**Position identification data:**
--- Begin ---

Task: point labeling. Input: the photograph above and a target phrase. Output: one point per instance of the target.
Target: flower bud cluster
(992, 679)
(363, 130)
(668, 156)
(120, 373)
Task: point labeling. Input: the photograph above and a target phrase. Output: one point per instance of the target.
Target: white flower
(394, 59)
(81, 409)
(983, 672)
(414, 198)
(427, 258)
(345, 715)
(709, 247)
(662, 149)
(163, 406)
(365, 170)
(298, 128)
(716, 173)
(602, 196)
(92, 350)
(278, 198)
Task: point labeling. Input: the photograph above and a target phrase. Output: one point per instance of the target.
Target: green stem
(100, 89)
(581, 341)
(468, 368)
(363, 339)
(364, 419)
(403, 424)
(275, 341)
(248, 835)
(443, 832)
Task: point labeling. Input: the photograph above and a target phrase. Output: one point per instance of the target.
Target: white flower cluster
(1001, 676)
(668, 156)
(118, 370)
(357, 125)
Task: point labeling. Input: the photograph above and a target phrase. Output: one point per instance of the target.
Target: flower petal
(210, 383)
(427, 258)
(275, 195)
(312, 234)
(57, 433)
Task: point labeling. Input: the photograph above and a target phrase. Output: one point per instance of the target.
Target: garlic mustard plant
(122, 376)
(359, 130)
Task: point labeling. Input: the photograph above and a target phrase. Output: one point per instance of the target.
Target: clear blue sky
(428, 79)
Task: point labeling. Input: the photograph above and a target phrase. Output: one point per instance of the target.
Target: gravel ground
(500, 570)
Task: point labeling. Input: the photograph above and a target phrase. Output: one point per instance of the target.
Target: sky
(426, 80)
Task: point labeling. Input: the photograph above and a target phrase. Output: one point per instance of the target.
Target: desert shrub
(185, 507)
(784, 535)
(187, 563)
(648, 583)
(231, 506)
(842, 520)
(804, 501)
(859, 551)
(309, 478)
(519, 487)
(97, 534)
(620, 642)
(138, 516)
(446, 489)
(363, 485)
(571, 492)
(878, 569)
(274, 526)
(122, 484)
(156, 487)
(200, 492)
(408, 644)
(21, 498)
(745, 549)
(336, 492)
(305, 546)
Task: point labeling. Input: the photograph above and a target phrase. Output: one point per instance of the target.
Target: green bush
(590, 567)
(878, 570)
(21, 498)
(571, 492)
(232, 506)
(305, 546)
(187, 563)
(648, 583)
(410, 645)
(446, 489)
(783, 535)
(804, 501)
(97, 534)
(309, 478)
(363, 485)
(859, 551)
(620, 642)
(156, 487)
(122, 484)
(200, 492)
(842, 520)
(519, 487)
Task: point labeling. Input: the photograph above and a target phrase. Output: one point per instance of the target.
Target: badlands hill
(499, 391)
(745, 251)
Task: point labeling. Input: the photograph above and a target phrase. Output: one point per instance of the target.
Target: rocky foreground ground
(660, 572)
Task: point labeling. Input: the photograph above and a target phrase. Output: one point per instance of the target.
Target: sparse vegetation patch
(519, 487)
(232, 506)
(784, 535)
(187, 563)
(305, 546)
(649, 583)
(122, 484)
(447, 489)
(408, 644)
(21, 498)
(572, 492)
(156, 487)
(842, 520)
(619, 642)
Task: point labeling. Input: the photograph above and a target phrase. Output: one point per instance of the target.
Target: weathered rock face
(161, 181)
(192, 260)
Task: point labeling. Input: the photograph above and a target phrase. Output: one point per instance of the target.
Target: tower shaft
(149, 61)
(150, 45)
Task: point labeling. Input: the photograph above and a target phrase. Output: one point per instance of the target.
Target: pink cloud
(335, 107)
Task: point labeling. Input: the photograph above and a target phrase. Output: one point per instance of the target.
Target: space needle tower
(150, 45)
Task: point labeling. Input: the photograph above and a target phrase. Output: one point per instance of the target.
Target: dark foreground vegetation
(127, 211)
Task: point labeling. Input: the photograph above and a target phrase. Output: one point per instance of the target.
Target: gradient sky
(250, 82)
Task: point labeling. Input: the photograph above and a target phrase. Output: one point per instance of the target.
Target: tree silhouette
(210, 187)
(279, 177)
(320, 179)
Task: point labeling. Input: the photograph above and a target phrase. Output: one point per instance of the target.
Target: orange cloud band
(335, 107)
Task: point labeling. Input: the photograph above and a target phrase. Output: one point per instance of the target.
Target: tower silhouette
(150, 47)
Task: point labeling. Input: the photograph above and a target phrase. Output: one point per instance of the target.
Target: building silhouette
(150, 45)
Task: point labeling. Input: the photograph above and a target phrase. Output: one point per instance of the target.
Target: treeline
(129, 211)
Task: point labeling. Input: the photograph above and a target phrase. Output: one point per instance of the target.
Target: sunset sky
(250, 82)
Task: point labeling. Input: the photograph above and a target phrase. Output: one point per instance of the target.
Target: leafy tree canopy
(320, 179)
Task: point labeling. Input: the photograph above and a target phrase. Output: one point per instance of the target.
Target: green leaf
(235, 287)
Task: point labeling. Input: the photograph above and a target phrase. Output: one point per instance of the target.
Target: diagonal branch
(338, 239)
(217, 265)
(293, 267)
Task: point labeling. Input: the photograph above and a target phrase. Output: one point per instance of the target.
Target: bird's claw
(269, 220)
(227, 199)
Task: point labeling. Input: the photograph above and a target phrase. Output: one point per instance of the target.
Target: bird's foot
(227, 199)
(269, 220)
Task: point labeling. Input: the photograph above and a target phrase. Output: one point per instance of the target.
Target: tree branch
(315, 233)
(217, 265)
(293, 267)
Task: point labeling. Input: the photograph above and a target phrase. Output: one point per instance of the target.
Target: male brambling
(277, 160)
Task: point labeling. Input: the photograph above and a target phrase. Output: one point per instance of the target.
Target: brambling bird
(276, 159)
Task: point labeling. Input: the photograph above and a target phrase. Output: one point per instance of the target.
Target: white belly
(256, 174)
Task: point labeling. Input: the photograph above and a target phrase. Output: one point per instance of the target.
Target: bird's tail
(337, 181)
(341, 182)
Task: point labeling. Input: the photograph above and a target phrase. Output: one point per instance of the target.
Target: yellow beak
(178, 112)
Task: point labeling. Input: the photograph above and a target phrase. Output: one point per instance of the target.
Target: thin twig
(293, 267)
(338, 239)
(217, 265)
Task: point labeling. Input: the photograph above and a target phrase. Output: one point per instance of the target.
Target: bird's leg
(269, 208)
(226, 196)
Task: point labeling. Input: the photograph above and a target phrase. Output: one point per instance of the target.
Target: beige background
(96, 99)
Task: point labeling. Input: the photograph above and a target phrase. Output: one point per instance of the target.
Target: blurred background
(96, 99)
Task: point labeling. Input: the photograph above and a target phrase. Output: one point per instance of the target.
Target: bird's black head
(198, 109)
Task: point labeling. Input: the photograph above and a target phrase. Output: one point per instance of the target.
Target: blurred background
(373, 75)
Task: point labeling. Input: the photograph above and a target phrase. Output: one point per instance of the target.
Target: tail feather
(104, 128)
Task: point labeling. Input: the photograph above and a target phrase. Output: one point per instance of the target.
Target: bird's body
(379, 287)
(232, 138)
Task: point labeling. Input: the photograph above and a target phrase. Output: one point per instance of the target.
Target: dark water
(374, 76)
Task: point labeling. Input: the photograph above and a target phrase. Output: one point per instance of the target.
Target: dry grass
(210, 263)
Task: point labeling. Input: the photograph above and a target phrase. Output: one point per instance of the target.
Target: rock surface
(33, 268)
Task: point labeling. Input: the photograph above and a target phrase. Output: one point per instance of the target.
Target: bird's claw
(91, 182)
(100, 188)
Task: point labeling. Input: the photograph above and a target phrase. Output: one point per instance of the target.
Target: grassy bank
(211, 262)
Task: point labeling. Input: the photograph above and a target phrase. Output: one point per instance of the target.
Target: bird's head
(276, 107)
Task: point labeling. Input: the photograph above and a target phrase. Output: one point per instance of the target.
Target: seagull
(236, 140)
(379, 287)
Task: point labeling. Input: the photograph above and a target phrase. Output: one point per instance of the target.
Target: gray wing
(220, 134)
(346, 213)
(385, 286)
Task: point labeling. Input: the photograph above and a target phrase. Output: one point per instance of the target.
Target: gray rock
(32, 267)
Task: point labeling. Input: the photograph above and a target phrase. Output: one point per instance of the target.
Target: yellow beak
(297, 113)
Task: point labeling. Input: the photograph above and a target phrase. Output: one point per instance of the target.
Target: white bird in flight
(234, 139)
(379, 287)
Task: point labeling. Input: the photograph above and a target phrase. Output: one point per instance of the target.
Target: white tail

--- End ---

**AIM:**
List every line of the data above that contains the string "branch", treating uppercase and lowercase letters as distinct.

**OUTPUT:**
Target: diagonal branch
Target: tree branch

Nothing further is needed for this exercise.